Your task is to transcribe the records exactly, skipping every image.

** START OF Record extracts **

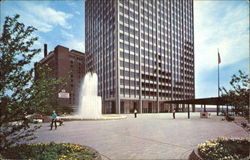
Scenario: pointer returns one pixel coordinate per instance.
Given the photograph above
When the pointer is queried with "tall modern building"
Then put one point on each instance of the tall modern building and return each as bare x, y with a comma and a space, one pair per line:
142, 51
69, 64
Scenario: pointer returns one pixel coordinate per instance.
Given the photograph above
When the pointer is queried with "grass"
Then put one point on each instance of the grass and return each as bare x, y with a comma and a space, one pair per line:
44, 151
225, 149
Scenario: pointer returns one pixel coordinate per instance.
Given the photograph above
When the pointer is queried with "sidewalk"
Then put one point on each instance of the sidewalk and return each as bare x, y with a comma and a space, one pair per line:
150, 136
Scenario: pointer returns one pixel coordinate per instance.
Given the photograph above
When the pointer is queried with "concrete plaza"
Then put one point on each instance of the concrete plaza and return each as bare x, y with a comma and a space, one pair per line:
149, 136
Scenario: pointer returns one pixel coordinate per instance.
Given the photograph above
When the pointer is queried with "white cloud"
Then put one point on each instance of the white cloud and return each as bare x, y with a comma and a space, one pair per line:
66, 34
220, 25
75, 44
223, 25
50, 16
41, 16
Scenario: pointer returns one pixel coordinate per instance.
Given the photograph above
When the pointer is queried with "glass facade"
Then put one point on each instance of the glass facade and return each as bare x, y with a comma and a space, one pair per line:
142, 51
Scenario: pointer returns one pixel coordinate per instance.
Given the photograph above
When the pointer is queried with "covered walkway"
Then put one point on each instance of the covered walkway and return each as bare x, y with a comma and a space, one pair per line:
199, 101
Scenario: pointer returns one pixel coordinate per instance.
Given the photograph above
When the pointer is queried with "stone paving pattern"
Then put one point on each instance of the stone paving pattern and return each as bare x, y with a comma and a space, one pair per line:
149, 136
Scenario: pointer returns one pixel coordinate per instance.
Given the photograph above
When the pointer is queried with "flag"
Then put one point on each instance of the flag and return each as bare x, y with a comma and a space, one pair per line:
219, 60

** END OF Record extracts **

Solution for this exercise:
Scenario: pointer returns one pixel coordinate per instance.
Given the photograph above
When the pointer is queried with "tall modern building"
Then put one point on each instance of the tall modern building and return each as bare x, y with a comma and a space, one pair per line:
142, 51
69, 64
Scenario: pointer returns one pixel coordinate per instance.
Given the photograph above
When the pointer is queried with "grass"
Then put one point on each instance of the grass and return each as bare x, y with a comma and a space, one pair per line:
44, 151
225, 149
Scenario: pointer returns one pixel coordinate per instance.
Given the photograph above
When the pointer is queried with "sidewalk"
Then put one point on each instance of the sidewalk and return each as bare x, y with a comma and a space, one pair per line:
150, 136
Scenario: pointer returns one pixel coordinate per instance.
Given the photograph above
When the pointer is queried with "concrete plaza"
Then put one point on each instance of the concrete plaza and return each as bare x, y with a comma and a space, one pair per line:
149, 136
Scenario: pointer returns one pixel coordinate per instance.
Given the photograph above
When the pointer is queried with "white cloud"
Then put one point on each instance of the white cloud and return each as bare x, y with a comma and a space, one pair per line:
66, 34
220, 25
75, 44
223, 25
50, 16
41, 16
Scenario: pointer returns one pixel coordinate per instance.
Given the photograph above
When the pointer is queried with "glass facade"
Then put one point on each instance of the glass facade and return each as bare x, y with a comma and a space, one pair per line:
142, 51
Scenario: pointer returns one pixel coordinate per instance.
Given the photograph above
When the pointer is queried with "covered walkway"
Then put one point on each instance of the covered walkway and return each as bare x, y with a comma and a space, one pair per line:
199, 101
Scenario: pointer returns one pixel coordinate per instance.
Given the photograph above
When the pointer is queried with "stone paving pattern"
Then put one point on each instance of the stone paving pattern and return each as bare x, y with a comma and a space, one pair per line:
149, 136
Scenario: pointer returns one pixel coordinate per instance.
Given the photograph above
When the pointer is queried with "flag"
Then put one point on each instance of the flag and return each as bare x, y with a comma and a space, one pair per line:
219, 60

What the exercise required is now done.